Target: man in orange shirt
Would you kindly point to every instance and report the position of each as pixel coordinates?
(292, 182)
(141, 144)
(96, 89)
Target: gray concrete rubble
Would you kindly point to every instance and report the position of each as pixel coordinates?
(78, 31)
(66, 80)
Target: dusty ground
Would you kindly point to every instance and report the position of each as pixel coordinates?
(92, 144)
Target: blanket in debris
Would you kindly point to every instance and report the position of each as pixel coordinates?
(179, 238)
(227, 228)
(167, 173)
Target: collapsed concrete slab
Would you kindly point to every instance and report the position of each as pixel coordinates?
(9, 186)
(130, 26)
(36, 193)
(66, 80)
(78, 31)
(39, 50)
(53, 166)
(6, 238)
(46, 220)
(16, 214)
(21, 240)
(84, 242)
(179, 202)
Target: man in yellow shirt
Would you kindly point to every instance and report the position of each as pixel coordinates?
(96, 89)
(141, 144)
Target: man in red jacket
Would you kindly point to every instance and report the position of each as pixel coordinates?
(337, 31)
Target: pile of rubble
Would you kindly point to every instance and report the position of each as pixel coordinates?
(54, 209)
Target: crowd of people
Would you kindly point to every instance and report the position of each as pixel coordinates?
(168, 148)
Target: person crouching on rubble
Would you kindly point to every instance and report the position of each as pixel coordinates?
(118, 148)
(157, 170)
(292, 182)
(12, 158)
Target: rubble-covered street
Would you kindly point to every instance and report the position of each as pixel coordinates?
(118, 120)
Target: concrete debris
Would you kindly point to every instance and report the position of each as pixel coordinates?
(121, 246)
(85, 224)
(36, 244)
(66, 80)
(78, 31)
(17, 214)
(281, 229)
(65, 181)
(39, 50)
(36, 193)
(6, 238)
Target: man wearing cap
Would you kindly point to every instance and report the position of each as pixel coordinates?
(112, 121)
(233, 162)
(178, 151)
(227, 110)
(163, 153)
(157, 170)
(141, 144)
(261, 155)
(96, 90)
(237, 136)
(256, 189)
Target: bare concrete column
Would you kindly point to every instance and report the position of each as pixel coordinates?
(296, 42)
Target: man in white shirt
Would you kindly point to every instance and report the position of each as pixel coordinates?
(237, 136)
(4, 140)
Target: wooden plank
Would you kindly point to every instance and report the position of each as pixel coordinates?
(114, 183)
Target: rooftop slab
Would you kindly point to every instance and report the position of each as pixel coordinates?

(DIRECTIVE): The lines to quote run from the one containing "Target: man wearing cap" through the final line of the material above; please give them exactly, both ends included, and nothing else.

(COMPLETED TASK):
Target: man wearing cap
Would you kindly point to every instance and report the position of each as pixel coordinates?
(112, 121)
(233, 162)
(178, 151)
(227, 110)
(163, 153)
(157, 170)
(141, 144)
(261, 155)
(96, 90)
(237, 136)
(256, 189)
Target: bare concrete column
Would you kindly point to every instance and report the position of each as pixel coordinates?
(296, 42)
Target: man in white shirt
Would you kindly point to every instance and report the position of each as pixel coordinates?
(237, 136)
(4, 140)
Target: wooden plank
Would you kindly point to every instance and report the position of each as pixel coordinates?
(114, 183)
Target: rooftop slab
Would you kindly point to every instance and report the position of each as pixel coordinates?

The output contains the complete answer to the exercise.